THE EXERCISE — Reproduce the records verbatim, starting at the line that contains "Find the bush" and continuing through the end of the records, including both.

Region annotation items
■ ■ ■ ■ ■

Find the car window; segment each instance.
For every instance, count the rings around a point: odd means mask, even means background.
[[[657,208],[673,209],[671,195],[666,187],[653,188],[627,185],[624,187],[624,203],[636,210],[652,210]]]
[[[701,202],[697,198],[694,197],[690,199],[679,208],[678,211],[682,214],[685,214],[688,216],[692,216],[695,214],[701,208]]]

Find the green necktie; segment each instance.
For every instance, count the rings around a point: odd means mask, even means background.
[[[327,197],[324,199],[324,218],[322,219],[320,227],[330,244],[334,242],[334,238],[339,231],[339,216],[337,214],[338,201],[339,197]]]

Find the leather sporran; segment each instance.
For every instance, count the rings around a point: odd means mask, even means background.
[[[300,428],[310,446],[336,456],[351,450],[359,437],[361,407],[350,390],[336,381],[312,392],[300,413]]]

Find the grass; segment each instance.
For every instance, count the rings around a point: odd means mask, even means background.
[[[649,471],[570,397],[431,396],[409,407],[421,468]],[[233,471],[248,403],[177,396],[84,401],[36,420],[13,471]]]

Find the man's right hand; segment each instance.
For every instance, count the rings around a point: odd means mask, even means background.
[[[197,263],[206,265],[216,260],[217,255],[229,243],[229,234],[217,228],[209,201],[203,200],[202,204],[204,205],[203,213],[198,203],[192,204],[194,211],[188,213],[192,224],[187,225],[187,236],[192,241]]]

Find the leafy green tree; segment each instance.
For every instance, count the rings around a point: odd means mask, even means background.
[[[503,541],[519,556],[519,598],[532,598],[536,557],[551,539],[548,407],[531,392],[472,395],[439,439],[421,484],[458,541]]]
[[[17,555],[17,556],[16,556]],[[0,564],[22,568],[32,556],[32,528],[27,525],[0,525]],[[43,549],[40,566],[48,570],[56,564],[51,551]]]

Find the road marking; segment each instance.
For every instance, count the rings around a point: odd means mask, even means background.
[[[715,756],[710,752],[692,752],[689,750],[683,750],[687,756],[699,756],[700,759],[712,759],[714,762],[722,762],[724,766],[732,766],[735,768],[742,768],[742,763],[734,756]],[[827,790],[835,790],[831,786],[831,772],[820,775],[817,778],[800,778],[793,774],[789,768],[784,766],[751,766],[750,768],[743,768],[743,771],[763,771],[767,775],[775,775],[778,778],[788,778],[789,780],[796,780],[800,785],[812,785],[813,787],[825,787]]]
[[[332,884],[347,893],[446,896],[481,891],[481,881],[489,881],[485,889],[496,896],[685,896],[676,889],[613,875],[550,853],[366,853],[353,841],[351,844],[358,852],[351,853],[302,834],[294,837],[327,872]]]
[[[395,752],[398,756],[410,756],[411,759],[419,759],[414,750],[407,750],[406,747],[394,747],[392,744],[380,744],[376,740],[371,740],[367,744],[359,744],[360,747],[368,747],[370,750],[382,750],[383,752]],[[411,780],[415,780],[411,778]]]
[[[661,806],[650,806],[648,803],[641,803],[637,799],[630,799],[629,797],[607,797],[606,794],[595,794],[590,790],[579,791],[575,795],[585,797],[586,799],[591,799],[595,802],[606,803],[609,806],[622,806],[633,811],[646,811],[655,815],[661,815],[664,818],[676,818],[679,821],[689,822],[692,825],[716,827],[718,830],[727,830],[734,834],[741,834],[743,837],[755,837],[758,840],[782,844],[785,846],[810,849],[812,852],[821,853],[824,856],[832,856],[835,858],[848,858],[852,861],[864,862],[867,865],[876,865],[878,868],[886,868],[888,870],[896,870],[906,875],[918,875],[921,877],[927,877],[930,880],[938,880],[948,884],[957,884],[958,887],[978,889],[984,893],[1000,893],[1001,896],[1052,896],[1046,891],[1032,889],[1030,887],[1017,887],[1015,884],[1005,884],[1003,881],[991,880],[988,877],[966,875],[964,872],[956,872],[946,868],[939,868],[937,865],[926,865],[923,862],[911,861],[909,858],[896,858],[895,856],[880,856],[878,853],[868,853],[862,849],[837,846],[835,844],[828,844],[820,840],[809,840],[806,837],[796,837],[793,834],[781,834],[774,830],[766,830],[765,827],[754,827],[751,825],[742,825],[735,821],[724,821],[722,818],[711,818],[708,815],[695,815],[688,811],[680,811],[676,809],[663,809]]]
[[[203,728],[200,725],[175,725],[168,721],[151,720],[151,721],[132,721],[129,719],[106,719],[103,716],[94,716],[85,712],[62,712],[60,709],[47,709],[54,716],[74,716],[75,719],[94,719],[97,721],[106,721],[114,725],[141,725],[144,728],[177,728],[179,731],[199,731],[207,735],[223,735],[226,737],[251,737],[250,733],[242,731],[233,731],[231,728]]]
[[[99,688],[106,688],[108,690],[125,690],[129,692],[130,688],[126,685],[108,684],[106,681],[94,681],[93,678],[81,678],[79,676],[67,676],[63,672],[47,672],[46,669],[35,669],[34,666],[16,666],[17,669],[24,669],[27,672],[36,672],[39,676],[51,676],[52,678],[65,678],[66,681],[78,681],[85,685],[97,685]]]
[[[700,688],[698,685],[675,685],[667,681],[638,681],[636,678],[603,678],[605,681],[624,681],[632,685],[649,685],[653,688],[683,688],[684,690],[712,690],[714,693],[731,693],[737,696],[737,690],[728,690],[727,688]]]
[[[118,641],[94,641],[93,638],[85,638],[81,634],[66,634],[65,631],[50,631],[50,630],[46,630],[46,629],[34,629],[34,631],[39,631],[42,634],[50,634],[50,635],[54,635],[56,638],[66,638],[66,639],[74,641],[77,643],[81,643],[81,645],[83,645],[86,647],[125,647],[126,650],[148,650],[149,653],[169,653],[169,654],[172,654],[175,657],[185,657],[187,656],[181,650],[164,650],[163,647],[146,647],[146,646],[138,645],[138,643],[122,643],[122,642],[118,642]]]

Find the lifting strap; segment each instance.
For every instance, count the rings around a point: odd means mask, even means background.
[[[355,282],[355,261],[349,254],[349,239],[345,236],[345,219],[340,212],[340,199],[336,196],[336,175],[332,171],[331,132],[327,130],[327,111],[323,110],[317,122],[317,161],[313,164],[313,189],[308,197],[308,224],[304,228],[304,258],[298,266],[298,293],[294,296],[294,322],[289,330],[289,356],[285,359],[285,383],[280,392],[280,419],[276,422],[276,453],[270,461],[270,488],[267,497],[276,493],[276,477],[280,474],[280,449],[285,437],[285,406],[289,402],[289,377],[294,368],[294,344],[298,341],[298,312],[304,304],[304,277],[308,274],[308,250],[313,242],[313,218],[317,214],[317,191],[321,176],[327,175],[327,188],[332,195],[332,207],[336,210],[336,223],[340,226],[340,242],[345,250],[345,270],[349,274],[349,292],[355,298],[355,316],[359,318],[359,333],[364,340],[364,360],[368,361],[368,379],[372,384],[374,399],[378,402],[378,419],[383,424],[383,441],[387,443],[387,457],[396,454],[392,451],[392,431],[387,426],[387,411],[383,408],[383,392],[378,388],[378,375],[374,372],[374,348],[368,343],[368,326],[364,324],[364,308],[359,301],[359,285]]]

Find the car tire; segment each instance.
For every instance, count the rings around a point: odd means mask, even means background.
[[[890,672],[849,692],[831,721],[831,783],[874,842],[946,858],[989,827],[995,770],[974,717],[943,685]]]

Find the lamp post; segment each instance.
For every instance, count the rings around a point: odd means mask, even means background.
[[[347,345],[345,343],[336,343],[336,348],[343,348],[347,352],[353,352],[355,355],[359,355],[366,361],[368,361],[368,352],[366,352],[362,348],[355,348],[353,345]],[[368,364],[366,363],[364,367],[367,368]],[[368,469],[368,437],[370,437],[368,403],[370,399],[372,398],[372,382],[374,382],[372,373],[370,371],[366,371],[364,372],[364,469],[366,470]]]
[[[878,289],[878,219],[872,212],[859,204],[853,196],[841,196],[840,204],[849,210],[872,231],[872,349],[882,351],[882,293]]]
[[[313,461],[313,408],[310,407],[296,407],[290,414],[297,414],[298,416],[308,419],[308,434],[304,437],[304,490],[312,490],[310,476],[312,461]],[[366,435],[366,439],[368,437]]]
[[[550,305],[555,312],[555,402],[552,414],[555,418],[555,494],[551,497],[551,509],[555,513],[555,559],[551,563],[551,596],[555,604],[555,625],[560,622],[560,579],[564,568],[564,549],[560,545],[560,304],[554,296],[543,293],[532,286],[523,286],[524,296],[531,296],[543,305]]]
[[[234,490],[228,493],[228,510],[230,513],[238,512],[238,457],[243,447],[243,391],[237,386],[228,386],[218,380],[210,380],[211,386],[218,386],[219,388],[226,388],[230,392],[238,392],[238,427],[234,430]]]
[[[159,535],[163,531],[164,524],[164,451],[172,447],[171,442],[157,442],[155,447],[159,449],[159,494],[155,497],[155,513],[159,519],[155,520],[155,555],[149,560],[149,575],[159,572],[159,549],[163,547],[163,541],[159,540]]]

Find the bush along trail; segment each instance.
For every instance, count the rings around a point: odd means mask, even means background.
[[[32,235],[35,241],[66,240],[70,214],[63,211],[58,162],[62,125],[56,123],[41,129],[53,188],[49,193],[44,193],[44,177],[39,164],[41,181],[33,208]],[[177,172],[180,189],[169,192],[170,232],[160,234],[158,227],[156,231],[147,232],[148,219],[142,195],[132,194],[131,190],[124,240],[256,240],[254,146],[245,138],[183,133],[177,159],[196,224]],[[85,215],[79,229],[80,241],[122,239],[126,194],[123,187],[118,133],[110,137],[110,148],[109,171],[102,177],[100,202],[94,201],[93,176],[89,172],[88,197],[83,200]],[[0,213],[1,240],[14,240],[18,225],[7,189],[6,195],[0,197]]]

■ ■ ■ ■ ■

TASK RESULT —
Find the bush along trail; segment each instance.
For every instance, count the rings around a point: odd means mask, even means background.
[[[32,235],[35,241],[66,240],[70,214],[63,211],[58,162],[62,125],[56,123],[41,129],[53,188],[49,193],[44,193],[44,177],[39,164],[41,181],[33,208]],[[177,172],[180,189],[169,192],[170,232],[160,234],[158,227],[156,231],[147,232],[148,219],[142,195],[132,194],[131,190],[124,240],[256,240],[254,146],[245,138],[183,133],[177,159],[196,224]],[[85,215],[79,229],[80,241],[122,239],[126,194],[123,187],[118,133],[110,137],[110,148],[109,171],[102,177],[100,202],[94,201],[93,176],[89,172],[88,197],[83,200]],[[0,213],[1,240],[14,240],[18,225],[7,189],[6,195],[0,197]]]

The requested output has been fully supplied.